### WORK REQUIRED
Set down everything from the line that contains "Game engine object recognition — detect orange" down to the line that contains "43, 19, 180, 70", both of those lines included, reproducing each line with no changes.

_ _ _ _

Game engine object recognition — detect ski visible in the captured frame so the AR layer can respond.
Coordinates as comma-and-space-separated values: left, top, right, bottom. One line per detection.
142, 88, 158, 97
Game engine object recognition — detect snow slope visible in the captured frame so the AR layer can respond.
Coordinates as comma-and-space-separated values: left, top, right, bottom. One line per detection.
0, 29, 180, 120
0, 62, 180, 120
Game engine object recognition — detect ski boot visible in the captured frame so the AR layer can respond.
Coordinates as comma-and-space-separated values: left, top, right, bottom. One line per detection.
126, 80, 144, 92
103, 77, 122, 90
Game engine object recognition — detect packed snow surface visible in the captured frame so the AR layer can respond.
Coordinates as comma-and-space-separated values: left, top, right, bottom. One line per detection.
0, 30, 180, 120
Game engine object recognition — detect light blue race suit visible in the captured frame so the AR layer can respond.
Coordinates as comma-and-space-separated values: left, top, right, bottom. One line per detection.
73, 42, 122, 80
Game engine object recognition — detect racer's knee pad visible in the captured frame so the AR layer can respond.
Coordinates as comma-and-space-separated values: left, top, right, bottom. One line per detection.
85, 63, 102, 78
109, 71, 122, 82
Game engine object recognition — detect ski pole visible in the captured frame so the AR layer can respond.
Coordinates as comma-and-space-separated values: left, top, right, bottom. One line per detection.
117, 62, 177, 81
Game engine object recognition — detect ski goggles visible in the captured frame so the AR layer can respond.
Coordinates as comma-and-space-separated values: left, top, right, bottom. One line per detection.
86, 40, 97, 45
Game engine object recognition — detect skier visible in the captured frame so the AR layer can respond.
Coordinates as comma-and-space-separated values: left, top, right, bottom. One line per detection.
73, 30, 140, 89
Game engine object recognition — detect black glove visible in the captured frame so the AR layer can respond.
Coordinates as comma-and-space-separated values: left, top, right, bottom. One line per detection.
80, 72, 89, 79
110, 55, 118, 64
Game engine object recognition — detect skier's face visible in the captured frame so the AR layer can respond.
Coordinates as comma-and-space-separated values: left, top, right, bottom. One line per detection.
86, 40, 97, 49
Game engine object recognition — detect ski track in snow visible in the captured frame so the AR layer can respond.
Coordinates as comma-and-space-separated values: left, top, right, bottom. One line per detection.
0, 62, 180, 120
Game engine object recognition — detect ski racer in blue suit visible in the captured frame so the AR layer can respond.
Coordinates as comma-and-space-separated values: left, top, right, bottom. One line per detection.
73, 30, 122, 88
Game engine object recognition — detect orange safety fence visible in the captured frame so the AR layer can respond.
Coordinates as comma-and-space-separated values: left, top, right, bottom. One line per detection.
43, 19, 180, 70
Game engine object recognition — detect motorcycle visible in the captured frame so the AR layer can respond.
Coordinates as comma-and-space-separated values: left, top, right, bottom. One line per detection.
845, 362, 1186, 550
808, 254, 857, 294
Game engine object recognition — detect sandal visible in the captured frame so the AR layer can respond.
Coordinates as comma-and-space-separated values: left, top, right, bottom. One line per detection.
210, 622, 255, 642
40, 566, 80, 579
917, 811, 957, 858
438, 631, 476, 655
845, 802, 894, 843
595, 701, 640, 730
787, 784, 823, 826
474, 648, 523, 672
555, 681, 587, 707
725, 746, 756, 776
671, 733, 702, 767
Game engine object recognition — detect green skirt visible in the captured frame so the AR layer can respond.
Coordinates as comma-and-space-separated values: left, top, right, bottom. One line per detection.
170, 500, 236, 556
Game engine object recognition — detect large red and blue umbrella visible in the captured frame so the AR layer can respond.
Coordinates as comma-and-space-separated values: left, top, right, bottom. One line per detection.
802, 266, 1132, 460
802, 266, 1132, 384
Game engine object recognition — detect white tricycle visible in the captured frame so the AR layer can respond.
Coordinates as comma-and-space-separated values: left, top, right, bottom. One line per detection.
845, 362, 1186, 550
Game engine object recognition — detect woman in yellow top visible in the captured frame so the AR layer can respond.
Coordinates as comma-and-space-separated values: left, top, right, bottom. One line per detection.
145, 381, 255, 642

_ _ _ _

### SOLUTION FOR THIS TASK
Game engine object recognition — detect orange safety fence visible in the captured frame so the AR layer can respond.
Coordinates as comma-and-space-separated values: left, top, right, bottom. One line per detection.
43, 19, 180, 70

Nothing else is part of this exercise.